(Beginning of DATA FOR THIS EXERCISE)
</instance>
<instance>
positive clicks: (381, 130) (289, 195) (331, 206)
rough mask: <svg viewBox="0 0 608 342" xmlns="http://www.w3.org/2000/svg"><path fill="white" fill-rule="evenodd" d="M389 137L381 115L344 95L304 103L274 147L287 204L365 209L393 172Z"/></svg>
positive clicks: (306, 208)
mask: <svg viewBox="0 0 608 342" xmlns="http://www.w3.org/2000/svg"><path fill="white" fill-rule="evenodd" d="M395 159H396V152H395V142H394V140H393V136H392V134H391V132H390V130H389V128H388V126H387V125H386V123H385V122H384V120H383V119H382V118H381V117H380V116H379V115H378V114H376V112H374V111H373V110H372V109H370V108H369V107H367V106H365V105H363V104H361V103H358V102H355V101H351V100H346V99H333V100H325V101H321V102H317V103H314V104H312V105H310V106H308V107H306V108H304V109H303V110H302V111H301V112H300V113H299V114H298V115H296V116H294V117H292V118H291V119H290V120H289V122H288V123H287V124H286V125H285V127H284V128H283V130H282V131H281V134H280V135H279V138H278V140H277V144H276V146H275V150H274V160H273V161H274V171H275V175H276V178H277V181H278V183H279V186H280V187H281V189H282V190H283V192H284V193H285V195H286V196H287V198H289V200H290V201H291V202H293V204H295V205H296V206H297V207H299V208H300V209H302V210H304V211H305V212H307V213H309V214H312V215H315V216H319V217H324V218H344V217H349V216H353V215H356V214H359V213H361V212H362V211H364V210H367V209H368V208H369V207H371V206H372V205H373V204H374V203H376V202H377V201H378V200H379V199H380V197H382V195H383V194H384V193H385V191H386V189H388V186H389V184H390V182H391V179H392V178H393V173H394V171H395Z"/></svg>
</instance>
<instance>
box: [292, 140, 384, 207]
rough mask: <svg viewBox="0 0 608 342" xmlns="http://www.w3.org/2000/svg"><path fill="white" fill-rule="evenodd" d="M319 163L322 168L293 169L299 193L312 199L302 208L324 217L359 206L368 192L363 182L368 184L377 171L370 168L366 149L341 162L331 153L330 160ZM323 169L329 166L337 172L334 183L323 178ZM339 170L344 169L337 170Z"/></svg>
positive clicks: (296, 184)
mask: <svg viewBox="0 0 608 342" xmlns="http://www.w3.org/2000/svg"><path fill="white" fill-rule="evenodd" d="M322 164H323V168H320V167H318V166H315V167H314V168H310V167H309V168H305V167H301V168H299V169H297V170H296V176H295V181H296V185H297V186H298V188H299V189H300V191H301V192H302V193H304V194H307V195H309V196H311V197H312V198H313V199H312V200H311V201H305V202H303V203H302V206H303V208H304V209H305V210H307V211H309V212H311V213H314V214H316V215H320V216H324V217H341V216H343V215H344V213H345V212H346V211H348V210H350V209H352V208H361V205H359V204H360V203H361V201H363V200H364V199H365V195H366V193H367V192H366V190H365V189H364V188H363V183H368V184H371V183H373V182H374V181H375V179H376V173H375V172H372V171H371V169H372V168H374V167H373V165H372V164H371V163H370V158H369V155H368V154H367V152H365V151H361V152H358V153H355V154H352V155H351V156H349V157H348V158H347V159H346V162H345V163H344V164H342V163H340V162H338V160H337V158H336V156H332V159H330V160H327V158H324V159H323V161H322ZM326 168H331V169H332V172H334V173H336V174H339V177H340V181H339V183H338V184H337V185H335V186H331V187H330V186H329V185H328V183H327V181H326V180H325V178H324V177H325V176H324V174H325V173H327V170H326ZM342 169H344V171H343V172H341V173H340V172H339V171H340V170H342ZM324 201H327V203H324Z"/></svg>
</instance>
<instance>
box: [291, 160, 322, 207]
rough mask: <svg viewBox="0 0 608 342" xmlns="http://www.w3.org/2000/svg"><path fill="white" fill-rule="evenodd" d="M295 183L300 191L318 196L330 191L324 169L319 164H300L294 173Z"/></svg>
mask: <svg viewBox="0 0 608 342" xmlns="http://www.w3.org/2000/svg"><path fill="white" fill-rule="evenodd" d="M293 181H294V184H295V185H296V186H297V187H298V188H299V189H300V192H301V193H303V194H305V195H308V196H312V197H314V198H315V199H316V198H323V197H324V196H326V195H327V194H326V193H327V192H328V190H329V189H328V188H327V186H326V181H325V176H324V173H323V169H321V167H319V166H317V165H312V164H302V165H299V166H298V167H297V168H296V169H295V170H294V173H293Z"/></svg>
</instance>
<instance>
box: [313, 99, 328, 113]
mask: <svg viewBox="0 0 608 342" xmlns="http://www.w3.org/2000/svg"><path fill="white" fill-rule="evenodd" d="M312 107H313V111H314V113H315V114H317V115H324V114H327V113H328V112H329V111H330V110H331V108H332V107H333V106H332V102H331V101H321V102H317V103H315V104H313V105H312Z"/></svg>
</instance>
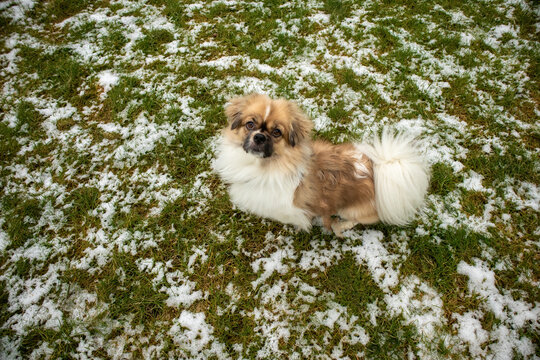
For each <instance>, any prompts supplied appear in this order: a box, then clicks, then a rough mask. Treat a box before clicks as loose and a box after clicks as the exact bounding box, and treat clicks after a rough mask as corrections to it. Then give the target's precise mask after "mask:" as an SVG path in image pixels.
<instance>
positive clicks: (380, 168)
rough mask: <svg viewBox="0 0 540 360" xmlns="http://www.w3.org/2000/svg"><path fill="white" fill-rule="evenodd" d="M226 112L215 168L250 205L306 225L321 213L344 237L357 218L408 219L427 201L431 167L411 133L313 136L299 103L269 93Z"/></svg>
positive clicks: (237, 100) (241, 196)
mask: <svg viewBox="0 0 540 360" xmlns="http://www.w3.org/2000/svg"><path fill="white" fill-rule="evenodd" d="M225 114H226V116H227V118H228V121H229V123H228V125H227V127H226V128H225V129H223V132H222V136H221V139H220V142H219V145H218V150H217V158H216V160H215V161H214V169H215V170H216V171H217V173H218V174H219V175H220V177H221V178H222V179H223V181H224V182H225V183H227V184H229V194H230V198H231V201H232V202H233V203H234V204H235V205H236V206H237V207H238V208H240V209H242V210H244V211H247V212H250V213H253V214H256V215H258V216H262V217H265V218H269V219H273V220H277V221H280V222H282V223H286V224H292V225H295V226H297V227H298V228H300V229H303V230H308V229H309V228H310V227H311V225H312V220H313V219H314V218H315V217H320V218H321V219H322V222H323V224H324V226H325V227H326V228H327V229H328V230H332V231H333V232H334V233H335V234H336V235H337V236H339V237H341V236H342V233H343V231H345V230H348V229H350V228H352V227H353V226H355V225H356V224H374V223H377V222H379V221H382V222H384V223H387V224H394V225H405V224H407V223H408V222H409V221H411V220H412V218H413V217H414V215H415V213H416V211H417V210H418V208H419V207H420V206H421V205H422V203H423V200H424V197H425V195H426V192H427V188H428V185H429V167H428V166H427V164H426V162H425V161H423V159H422V158H421V157H420V156H419V154H418V152H417V150H416V148H415V143H414V141H413V140H412V139H411V138H410V137H407V136H404V135H394V134H393V133H392V132H390V131H383V133H382V135H381V136H380V137H378V138H376V139H374V141H373V142H372V143H371V144H356V143H346V144H340V145H332V144H330V143H328V142H326V141H321V140H315V141H313V140H312V139H311V130H312V127H313V125H312V122H311V120H310V119H308V118H307V117H306V115H304V113H303V112H302V111H301V110H300V108H299V107H298V106H297V105H296V104H294V103H293V102H290V101H287V100H283V99H278V100H273V99H271V98H269V97H268V96H266V95H261V94H251V95H247V96H244V97H239V98H235V99H232V100H231V101H230V102H229V103H227V105H226V106H225Z"/></svg>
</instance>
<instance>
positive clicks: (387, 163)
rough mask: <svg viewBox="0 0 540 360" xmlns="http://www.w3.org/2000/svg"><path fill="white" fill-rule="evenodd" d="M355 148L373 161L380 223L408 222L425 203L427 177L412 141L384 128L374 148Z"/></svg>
mask: <svg viewBox="0 0 540 360" xmlns="http://www.w3.org/2000/svg"><path fill="white" fill-rule="evenodd" d="M357 148H358V150H359V151H360V152H362V153H364V154H366V155H367V156H368V157H369V158H370V159H371V160H372V161H373V171H374V183H375V202H376V206H377V212H378V215H379V218H380V219H381V221H382V222H384V223H387V224H392V225H405V224H407V223H408V222H410V221H411V220H412V218H413V217H414V215H415V213H416V211H417V209H418V208H419V207H420V206H421V205H422V203H423V201H424V197H425V195H426V193H427V189H428V186H429V178H430V172H429V167H428V165H427V164H426V162H425V161H424V160H423V159H422V158H421V157H420V156H419V154H418V151H417V149H416V148H415V145H414V140H413V139H412V138H411V137H409V136H407V135H404V134H394V133H393V132H392V131H390V130H389V129H385V130H384V131H383V133H382V136H381V137H377V138H375V140H374V142H373V145H366V144H360V145H358V146H357Z"/></svg>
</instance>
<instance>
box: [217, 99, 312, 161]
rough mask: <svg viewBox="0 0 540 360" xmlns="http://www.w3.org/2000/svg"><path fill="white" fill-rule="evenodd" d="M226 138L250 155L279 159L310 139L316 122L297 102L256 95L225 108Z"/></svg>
mask: <svg viewBox="0 0 540 360" xmlns="http://www.w3.org/2000/svg"><path fill="white" fill-rule="evenodd" d="M225 114H226V115H227V118H228V120H229V124H228V126H227V128H226V129H225V132H224V134H225V136H227V137H228V138H229V139H231V140H233V141H235V142H236V143H237V144H238V145H239V146H242V148H243V149H244V150H245V151H246V152H247V153H249V154H252V155H254V156H257V157H260V158H270V157H272V156H279V155H281V154H284V153H286V152H287V151H291V149H293V148H294V147H296V146H298V145H299V144H301V143H302V142H303V141H305V140H306V139H308V137H309V133H310V132H311V128H312V123H311V121H310V120H309V119H308V118H307V117H306V116H305V115H304V114H303V113H302V111H301V110H300V109H299V108H298V106H296V105H295V104H294V103H291V102H289V101H286V100H282V99H279V100H272V99H270V98H269V97H268V96H266V95H261V94H252V95H247V96H243V97H240V98H235V99H233V100H231V101H230V102H229V104H228V105H227V106H226V108H225Z"/></svg>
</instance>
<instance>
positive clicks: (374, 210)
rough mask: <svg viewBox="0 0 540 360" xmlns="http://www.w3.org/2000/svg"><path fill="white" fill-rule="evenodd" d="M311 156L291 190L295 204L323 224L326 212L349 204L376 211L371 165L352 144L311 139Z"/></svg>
mask: <svg viewBox="0 0 540 360" xmlns="http://www.w3.org/2000/svg"><path fill="white" fill-rule="evenodd" d="M311 160H312V161H311V165H310V168H309V169H308V171H307V174H306V175H305V176H304V178H303V180H302V182H301V184H300V186H299V187H298V188H297V189H296V192H295V199H294V203H295V205H296V206H298V207H301V208H305V209H308V210H309V211H310V212H312V213H313V214H314V215H318V216H322V217H323V220H324V221H325V225H328V224H326V223H327V221H329V217H330V216H332V215H338V214H339V213H340V212H341V211H342V210H346V209H350V208H362V209H365V208H367V212H373V213H374V214H375V215H376V210H375V200H374V199H375V188H374V184H373V165H372V162H371V160H370V159H368V158H367V157H366V156H365V155H360V154H359V153H358V151H357V150H356V149H355V147H354V145H352V144H341V145H332V144H330V143H328V142H325V141H315V142H313V155H312V159H311ZM355 164H361V165H363V166H364V167H365V170H366V171H359V170H364V169H362V168H361V167H360V168H359V167H358V166H357V165H355Z"/></svg>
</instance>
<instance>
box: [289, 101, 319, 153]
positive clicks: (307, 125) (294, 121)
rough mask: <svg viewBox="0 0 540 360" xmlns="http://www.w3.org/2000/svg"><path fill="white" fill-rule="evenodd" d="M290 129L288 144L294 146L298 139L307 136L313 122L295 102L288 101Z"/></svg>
(End of DATA FOR THIS EXERCISE)
#### WORK ITEM
From the entries above, extract only the lines running from the one containing "positive clicks: (306, 208)" through the one containing "163L322 168L293 169L299", inclusive.

#### OUTPUT
positive clicks: (306, 208)
mask: <svg viewBox="0 0 608 342" xmlns="http://www.w3.org/2000/svg"><path fill="white" fill-rule="evenodd" d="M395 159H396V152H395V142H394V140H393V136H392V134H391V132H390V130H389V128H388V126H387V125H386V123H385V122H384V120H383V119H382V118H381V117H380V116H379V115H378V114H376V112H374V111H373V110H372V109H370V108H369V107H367V106H365V105H363V104H361V103H358V102H355V101H351V100H346V99H333V100H325V101H321V102H317V103H314V104H312V105H310V106H308V107H306V108H304V109H303V110H302V111H301V112H300V113H299V114H298V115H296V116H294V117H292V118H291V119H290V120H289V122H288V123H287V124H286V125H285V127H284V128H283V130H282V131H281V134H280V135H279V138H278V140H277V144H276V146H275V150H274V160H273V161H274V171H275V175H276V178H277V181H278V183H279V186H280V187H281V189H282V190H283V192H284V193H285V195H286V196H287V198H289V200H290V201H291V202H293V204H295V205H296V206H297V207H299V208H300V209H302V210H304V211H305V212H307V213H309V214H312V215H315V216H319V217H324V218H344V217H349V216H353V215H356V214H359V213H361V212H362V211H364V210H367V209H368V208H369V207H371V206H372V205H373V204H374V203H376V202H377V201H378V200H379V199H380V197H382V195H383V194H384V193H385V191H386V189H388V186H389V184H390V182H391V179H392V178H393V173H394V171H395Z"/></svg>
</instance>
<instance>
box: [292, 140, 384, 207]
rough mask: <svg viewBox="0 0 608 342" xmlns="http://www.w3.org/2000/svg"><path fill="white" fill-rule="evenodd" d="M319 163L322 168L293 169L299 193L312 199L302 208L324 217L359 206L368 192L363 182L368 184L377 171L370 168L366 149L341 162L331 153L330 160ZM323 169L329 166L337 172L334 183L323 178ZM339 170L344 169L337 170Z"/></svg>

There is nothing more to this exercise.